■ Instruction
Can you reproduce every line of the entries from the beginning up to and including the line containing "x=318, y=325", shifting each x and y coordinate in the answers by adding 115 to it? Leave the pictures out.

>>>

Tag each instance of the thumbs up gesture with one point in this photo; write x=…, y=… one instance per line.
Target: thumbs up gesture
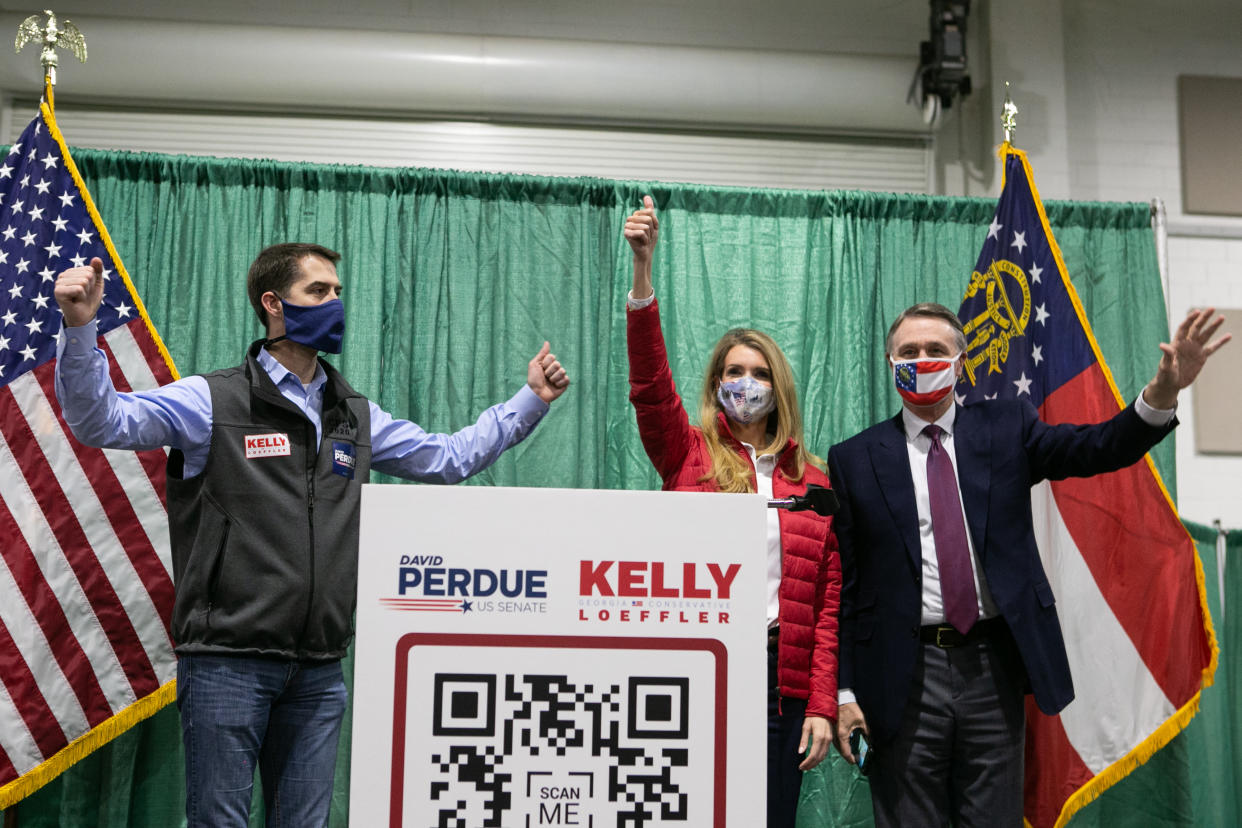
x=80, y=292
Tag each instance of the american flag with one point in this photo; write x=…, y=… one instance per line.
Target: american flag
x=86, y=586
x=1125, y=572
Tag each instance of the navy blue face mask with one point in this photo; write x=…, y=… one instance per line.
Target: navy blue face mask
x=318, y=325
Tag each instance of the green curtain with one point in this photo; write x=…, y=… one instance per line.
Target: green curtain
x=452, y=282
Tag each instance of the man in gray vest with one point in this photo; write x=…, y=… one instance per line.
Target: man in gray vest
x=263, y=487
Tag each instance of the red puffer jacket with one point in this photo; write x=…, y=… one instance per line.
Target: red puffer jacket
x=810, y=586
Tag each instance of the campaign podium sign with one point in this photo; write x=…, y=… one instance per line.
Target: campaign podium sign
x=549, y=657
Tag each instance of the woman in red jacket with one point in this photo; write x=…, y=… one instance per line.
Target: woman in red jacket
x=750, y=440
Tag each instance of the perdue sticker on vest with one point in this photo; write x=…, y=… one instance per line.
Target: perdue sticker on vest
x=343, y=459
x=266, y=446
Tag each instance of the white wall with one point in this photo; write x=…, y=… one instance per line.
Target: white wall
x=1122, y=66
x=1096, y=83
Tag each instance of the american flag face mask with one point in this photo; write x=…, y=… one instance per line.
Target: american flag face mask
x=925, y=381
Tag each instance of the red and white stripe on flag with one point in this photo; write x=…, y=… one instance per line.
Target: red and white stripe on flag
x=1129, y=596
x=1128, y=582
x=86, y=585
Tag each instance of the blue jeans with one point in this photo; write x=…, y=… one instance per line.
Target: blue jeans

<<<

■ Final result
Tag each instance of the thumbs up gesture with one point in this photo; write x=…, y=… one instance per line.
Target: thumbs up gesture
x=195, y=407
Tag each instance of the american flag with one point in this photo; write x=…, y=… one instance per line.
Target: american flag
x=201, y=701
x=1240, y=687
Tag each instance of the navy blue face mask with one point in this photo; write x=…, y=… one instance per line.
Target: navy blue face mask
x=433, y=440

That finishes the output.